_Given instruction_
Write out the listing below again, precisely as it is given.

_Available records_
################

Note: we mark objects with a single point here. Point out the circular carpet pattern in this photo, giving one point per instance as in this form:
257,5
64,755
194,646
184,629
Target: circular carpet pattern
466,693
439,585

################

_Result for this task_
Note: we mark objects with a single point here. Point out the circular carpet pattern in this photo, giving one point per instance as in this form:
257,5
64,755
194,646
184,629
Target: circular carpet pattern
466,693
439,585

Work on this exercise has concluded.